WHAT THE EXERCISE ASKS :: Rescale the items from the start through the line containing "(206, 1009)", keeping the wording of every line unchanged and multiplying each point coordinate in the answers by 0.25, rounded to whole numbers with halves rounded up. Return only those lines.

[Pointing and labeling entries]
————

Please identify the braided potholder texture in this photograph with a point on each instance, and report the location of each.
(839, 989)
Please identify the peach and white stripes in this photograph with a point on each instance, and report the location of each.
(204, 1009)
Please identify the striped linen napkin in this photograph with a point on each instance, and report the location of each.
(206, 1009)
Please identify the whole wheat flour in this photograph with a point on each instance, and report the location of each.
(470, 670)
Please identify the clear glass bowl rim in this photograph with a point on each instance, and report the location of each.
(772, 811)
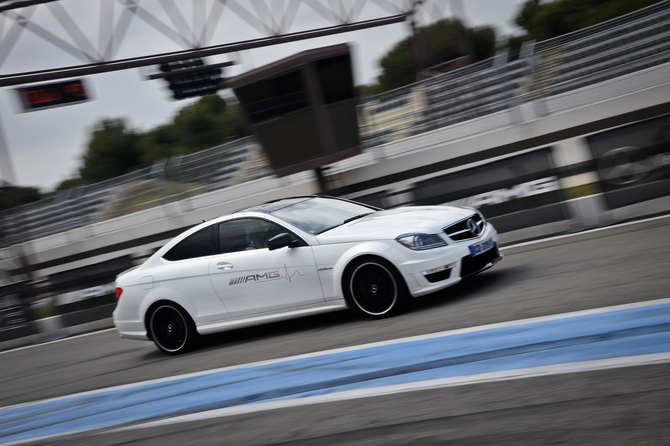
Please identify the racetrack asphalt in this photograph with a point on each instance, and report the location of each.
(617, 266)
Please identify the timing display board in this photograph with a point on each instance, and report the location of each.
(633, 161)
(39, 97)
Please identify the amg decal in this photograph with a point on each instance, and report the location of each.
(266, 277)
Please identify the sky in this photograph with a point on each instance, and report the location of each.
(45, 147)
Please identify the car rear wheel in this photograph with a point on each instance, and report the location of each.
(172, 329)
(374, 288)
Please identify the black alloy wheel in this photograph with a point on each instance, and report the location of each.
(375, 288)
(172, 330)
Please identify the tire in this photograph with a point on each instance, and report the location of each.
(172, 329)
(374, 288)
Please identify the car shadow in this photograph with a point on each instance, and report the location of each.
(470, 288)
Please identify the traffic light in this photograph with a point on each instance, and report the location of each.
(191, 77)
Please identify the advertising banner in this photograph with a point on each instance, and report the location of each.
(14, 320)
(633, 161)
(516, 192)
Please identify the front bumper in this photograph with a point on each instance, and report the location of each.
(435, 269)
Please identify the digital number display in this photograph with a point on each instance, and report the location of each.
(37, 97)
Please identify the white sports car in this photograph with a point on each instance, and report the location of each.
(295, 257)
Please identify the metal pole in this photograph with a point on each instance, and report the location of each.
(6, 169)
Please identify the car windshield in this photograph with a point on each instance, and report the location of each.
(317, 215)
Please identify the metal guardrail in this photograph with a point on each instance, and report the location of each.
(592, 56)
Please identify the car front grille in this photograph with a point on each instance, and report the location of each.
(471, 265)
(436, 277)
(461, 231)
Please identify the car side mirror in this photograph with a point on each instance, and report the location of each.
(280, 241)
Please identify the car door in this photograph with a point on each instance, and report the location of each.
(185, 275)
(251, 279)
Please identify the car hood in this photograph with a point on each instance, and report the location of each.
(387, 225)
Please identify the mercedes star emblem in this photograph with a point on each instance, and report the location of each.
(473, 227)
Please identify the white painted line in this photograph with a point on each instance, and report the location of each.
(576, 367)
(362, 346)
(588, 231)
(56, 341)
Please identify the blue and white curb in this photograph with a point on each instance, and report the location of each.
(620, 336)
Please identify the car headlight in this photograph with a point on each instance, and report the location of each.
(478, 212)
(419, 242)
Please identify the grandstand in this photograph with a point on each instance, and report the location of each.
(629, 44)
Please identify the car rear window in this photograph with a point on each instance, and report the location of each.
(199, 244)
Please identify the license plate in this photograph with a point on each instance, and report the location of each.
(481, 247)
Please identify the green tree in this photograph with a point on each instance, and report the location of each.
(543, 21)
(112, 151)
(12, 196)
(444, 42)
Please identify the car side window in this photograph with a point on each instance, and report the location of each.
(199, 244)
(247, 234)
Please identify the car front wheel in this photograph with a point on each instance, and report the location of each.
(374, 288)
(172, 329)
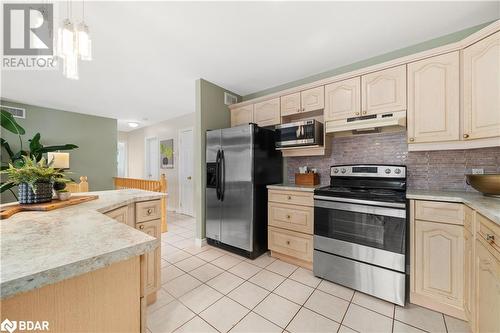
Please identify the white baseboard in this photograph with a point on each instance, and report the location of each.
(200, 242)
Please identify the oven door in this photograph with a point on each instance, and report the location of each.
(373, 234)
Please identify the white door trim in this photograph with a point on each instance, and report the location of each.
(146, 161)
(179, 133)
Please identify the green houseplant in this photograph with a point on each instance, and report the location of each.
(35, 180)
(17, 158)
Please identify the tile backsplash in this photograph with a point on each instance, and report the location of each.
(428, 170)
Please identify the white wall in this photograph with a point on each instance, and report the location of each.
(168, 129)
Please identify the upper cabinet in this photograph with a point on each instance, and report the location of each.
(384, 91)
(304, 101)
(434, 99)
(343, 99)
(267, 113)
(242, 115)
(481, 88)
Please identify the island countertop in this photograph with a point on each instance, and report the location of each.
(487, 206)
(41, 248)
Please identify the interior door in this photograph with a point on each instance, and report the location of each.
(152, 165)
(237, 187)
(186, 172)
(212, 203)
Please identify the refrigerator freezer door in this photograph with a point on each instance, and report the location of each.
(213, 205)
(237, 187)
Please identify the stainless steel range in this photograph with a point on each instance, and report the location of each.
(360, 223)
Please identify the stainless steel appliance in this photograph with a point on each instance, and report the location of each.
(360, 224)
(301, 133)
(241, 161)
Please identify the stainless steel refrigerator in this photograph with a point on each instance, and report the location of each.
(241, 161)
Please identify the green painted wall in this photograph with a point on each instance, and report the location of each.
(95, 136)
(211, 113)
(427, 45)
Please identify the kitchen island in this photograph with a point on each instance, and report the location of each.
(76, 267)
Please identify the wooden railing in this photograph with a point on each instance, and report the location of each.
(148, 185)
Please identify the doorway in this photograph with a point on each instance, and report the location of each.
(152, 159)
(186, 183)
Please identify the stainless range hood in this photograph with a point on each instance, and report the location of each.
(384, 122)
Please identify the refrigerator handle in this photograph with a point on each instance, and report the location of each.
(217, 175)
(223, 175)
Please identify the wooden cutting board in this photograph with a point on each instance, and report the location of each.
(8, 211)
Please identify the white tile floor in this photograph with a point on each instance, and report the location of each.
(210, 290)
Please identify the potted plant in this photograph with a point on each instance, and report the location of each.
(35, 180)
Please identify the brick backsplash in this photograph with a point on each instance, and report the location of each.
(429, 170)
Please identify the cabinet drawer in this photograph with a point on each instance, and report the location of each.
(290, 243)
(490, 232)
(437, 211)
(291, 197)
(147, 211)
(295, 218)
(468, 219)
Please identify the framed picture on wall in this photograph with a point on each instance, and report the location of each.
(167, 154)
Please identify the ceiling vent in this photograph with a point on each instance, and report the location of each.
(16, 112)
(230, 98)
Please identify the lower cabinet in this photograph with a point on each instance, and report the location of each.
(439, 266)
(488, 290)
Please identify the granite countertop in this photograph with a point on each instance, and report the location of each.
(41, 248)
(487, 206)
(293, 187)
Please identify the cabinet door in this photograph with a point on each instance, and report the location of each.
(343, 99)
(488, 290)
(152, 259)
(312, 99)
(290, 104)
(242, 115)
(481, 95)
(384, 91)
(439, 262)
(469, 276)
(267, 113)
(434, 99)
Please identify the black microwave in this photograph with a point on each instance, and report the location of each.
(301, 133)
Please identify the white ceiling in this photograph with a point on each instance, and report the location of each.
(147, 55)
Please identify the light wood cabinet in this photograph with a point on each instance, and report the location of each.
(290, 104)
(439, 264)
(469, 275)
(267, 113)
(343, 99)
(384, 91)
(434, 99)
(152, 259)
(312, 99)
(291, 226)
(481, 88)
(487, 289)
(242, 115)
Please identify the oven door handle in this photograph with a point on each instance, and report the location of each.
(374, 210)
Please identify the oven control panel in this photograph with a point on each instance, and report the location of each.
(359, 170)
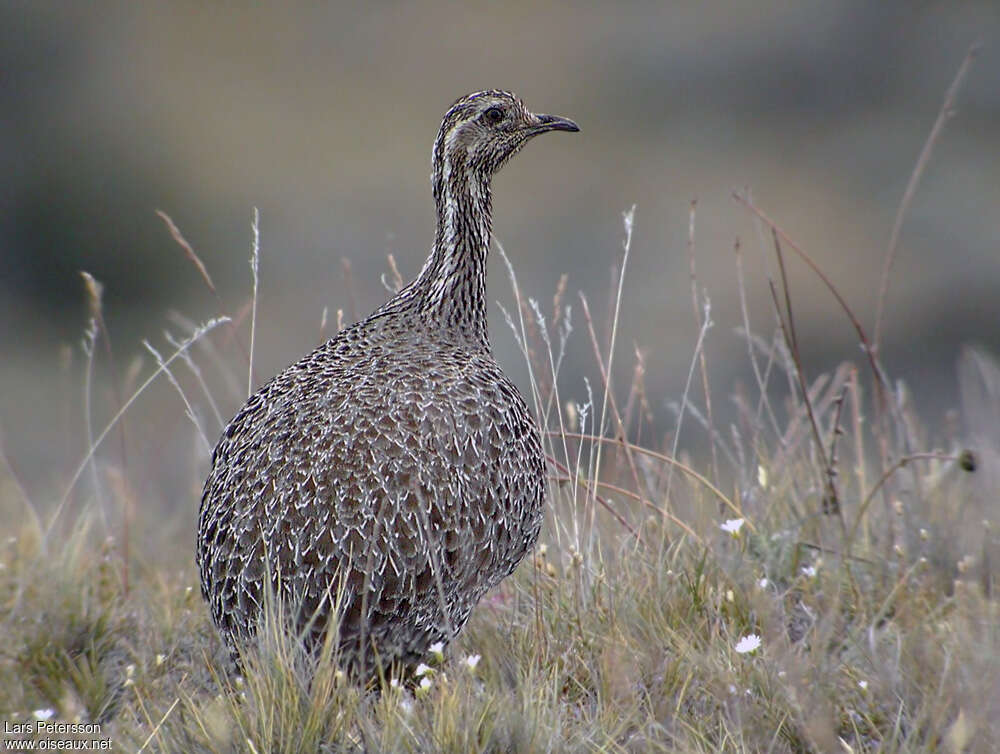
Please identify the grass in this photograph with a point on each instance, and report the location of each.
(858, 553)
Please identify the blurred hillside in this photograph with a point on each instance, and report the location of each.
(324, 117)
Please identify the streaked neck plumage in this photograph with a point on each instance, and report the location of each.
(450, 291)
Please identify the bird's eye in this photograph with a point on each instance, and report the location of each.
(493, 115)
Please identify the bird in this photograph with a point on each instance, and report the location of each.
(382, 484)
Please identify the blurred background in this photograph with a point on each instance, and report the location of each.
(323, 117)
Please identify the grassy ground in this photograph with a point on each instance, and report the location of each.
(822, 581)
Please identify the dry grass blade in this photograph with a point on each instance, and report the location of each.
(944, 115)
(189, 252)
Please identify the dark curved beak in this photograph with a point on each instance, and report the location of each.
(545, 123)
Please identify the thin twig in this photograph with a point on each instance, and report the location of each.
(701, 353)
(200, 332)
(254, 270)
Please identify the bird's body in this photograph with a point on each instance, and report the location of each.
(395, 474)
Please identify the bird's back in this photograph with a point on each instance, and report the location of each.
(392, 472)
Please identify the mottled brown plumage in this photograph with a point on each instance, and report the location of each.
(395, 470)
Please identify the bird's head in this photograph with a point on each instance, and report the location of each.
(483, 130)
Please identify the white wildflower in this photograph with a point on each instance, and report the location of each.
(422, 669)
(733, 526)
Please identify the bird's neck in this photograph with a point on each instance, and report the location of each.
(451, 288)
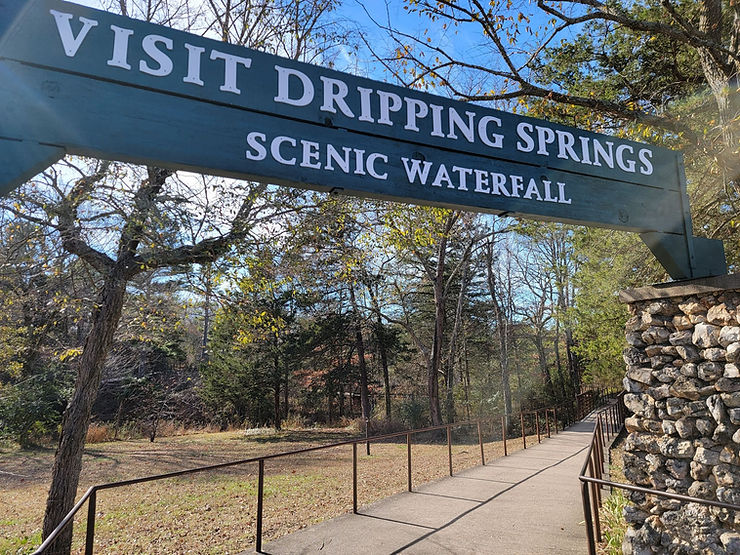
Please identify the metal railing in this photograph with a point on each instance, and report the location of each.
(609, 423)
(543, 426)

————

RESULT ::
Please identify the braided potholder texture in this photograph with a point on each instance, and report the location of each.
(210, 247)
Please identify the peach and white stripes in this photograph with a point on each instance, and report the location of each.
(51, 252)
Please identify the striped linen napkin in this photograph with a point on each instance, and report the location of each.
(52, 252)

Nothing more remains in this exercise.